(Saved entries)
==================================================
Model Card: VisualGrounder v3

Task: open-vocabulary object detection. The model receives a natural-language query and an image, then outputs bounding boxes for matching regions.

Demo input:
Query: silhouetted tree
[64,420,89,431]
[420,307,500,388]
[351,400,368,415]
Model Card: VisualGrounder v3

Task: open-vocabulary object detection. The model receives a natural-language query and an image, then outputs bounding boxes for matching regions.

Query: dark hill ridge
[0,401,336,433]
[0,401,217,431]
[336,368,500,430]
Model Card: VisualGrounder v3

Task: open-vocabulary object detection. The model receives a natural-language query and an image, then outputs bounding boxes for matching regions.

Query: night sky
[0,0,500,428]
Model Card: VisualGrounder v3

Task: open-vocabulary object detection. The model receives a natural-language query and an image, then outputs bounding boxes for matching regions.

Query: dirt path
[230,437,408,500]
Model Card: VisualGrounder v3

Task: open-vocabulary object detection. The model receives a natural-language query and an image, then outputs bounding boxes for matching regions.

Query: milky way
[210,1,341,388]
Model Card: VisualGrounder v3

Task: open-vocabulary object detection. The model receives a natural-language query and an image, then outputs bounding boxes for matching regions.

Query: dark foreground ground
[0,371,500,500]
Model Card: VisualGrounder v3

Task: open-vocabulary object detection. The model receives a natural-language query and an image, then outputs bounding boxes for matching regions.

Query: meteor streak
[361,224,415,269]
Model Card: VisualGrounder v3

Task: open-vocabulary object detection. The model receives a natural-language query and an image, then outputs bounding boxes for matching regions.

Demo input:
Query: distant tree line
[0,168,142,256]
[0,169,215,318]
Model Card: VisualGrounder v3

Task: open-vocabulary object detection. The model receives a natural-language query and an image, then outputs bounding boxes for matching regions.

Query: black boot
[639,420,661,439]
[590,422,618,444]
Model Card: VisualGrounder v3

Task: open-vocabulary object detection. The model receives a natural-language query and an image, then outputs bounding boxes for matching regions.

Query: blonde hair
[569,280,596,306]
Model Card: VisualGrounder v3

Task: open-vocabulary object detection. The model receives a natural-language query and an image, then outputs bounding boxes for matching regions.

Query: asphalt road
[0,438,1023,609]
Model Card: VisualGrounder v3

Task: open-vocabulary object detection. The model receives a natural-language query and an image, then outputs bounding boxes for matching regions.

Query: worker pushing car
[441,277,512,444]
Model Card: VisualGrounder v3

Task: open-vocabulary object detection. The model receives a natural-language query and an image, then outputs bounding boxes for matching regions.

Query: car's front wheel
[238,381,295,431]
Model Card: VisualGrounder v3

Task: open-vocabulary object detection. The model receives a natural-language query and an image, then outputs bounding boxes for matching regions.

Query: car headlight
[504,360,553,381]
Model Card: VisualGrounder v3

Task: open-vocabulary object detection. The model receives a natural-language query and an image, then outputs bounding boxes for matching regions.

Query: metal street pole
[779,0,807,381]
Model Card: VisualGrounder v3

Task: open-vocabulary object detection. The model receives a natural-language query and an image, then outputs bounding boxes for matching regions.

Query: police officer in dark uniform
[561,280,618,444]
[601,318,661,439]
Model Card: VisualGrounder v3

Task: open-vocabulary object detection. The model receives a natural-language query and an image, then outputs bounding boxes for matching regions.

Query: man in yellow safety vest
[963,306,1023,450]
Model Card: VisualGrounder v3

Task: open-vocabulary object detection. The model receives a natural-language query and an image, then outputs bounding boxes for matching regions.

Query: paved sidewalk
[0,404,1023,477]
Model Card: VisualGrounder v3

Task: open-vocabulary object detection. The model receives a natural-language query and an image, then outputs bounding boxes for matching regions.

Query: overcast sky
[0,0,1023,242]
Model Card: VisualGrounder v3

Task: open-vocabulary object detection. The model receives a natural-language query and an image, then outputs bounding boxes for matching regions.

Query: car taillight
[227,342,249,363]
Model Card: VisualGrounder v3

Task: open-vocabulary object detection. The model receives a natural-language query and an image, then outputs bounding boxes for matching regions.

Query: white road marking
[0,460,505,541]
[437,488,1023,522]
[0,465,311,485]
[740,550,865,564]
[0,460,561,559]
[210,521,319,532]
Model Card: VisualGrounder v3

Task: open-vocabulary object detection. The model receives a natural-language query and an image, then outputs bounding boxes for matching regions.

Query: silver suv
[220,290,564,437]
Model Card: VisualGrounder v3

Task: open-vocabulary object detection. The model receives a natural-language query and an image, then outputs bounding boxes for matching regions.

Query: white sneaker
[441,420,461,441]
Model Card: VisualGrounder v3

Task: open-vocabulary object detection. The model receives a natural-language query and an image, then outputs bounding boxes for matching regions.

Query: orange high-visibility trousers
==================================================
• _Exercise directions_:
State how many lines in the saved entries contain the string "white", with case counting, and give only that number.

• _The reply_:
2